(Given data Opens)

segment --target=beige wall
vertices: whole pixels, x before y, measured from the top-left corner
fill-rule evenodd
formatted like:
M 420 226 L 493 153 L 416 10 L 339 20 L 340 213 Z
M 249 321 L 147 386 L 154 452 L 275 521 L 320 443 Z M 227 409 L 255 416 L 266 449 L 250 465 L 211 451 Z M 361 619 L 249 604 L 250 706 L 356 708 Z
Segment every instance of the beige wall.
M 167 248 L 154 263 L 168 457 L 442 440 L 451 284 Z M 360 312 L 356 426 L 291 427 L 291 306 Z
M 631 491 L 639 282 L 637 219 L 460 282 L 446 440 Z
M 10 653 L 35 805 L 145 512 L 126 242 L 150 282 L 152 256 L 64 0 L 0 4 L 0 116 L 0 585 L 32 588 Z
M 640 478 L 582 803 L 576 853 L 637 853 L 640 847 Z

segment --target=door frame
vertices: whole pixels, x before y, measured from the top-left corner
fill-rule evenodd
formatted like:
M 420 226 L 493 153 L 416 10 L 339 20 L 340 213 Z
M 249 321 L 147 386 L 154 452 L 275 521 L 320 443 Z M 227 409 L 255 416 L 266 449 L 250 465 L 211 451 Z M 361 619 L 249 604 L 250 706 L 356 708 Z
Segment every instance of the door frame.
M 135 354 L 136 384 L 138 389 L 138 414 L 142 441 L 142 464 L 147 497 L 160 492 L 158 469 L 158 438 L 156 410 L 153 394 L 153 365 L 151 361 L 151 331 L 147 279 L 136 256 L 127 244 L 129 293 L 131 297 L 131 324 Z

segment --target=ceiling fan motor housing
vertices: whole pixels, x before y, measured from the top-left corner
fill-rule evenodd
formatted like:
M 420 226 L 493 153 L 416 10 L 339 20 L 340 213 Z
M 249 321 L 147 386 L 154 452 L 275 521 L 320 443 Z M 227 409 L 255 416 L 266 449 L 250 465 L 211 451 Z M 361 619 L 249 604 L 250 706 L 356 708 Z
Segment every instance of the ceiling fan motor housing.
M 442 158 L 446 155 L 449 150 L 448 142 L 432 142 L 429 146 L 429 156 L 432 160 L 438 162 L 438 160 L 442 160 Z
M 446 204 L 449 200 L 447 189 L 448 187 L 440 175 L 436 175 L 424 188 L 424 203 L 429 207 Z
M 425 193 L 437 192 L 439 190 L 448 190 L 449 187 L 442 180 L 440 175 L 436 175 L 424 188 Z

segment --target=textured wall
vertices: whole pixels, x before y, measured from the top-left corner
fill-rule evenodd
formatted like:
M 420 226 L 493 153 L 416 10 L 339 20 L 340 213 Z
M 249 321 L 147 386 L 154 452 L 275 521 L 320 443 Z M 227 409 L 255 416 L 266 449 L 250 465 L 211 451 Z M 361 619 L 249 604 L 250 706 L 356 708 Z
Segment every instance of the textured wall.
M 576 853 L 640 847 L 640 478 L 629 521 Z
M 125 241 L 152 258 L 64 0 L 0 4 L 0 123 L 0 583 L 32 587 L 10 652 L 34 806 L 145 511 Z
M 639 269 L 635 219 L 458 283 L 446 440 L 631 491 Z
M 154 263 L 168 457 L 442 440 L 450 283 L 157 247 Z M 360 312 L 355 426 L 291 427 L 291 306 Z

(Given data Closes)

**Task brief:**
Make sure every record is repeated exactly.

**Task response:**
segment --target=beige wall
vertices: whole pixels, x before y, measured from the top-left corner
fill-rule evenodd
formatted like:
M 420 226 L 493 153 L 416 10 L 339 20 L 340 213 Z
M 249 321 L 147 386 L 154 452 L 275 521 L 320 443 Z M 227 409 L 255 416 L 266 449 L 250 465 L 211 451 Z M 361 619 L 249 604 L 250 706 L 356 708 Z
Segment every instance of the beige wall.
M 167 248 L 154 263 L 168 457 L 442 440 L 451 284 Z M 360 312 L 356 426 L 291 427 L 291 306 Z
M 631 491 L 639 282 L 637 219 L 460 282 L 446 440 Z
M 10 653 L 35 805 L 145 512 L 126 242 L 150 282 L 152 256 L 64 0 L 0 4 L 0 116 L 0 585 L 32 588 Z
M 640 478 L 582 803 L 576 853 L 637 853 L 640 847 Z

segment --target=door frame
vertices: whole pixels, x before y, measured from the top-left corner
fill-rule evenodd
formatted like:
M 420 226 L 493 153 L 416 10 L 339 20 L 340 213 Z
M 249 321 L 147 386 L 154 452 L 275 521 L 320 443 Z M 227 409 L 255 416 L 266 449 L 250 465 L 211 451 Z M 361 619 L 249 604 L 250 706 L 356 708 Z
Segment every instance of the door frame.
M 135 354 L 136 384 L 138 389 L 138 414 L 142 441 L 142 464 L 147 497 L 160 492 L 158 469 L 158 438 L 156 410 L 153 394 L 153 365 L 151 361 L 151 331 L 147 279 L 136 256 L 127 244 L 129 293 L 131 297 L 131 324 Z

segment --target=ceiling fan motor housing
vertices: whole pixels, x before y, measured from the top-left corner
fill-rule evenodd
formatted like:
M 420 226 L 493 153 L 416 10 L 339 20 L 340 213 Z
M 249 321 L 147 386 L 154 452 L 275 521 L 320 443 Z M 227 409 L 255 416 L 266 449 L 250 465 L 211 451 Z M 361 619 L 249 604 L 250 706 L 356 708 Z
Segment every instance of the ceiling fan motor housing.
M 442 158 L 446 155 L 449 150 L 448 142 L 432 142 L 429 146 L 429 156 L 432 160 L 438 162 L 438 160 L 442 160 Z
M 446 204 L 449 200 L 447 189 L 448 187 L 440 175 L 436 175 L 424 188 L 424 203 L 429 207 Z
M 425 193 L 437 192 L 439 190 L 448 190 L 449 187 L 442 180 L 440 175 L 436 175 L 424 188 Z

segment --target=textured wall
vertices: whole pixels, x before y, measured from the top-left corner
fill-rule evenodd
formatted like:
M 420 226 L 493 153 L 416 10 L 339 20 L 340 213 Z
M 249 321 L 147 386 L 154 452 L 275 521 L 320 443 Z M 227 409 L 255 416 L 266 449 L 250 465 L 211 451 Z M 361 619 L 249 604 L 250 706 L 356 708 Z
Segment every instance of the textured wall.
M 576 853 L 640 847 L 640 478 L 629 521 Z
M 125 241 L 152 258 L 64 0 L 0 4 L 0 123 L 0 583 L 32 587 L 10 652 L 34 806 L 145 511 Z
M 639 269 L 635 219 L 458 283 L 446 440 L 631 491 Z
M 154 263 L 168 457 L 442 440 L 450 283 L 157 247 Z M 360 312 L 355 426 L 291 427 L 291 306 Z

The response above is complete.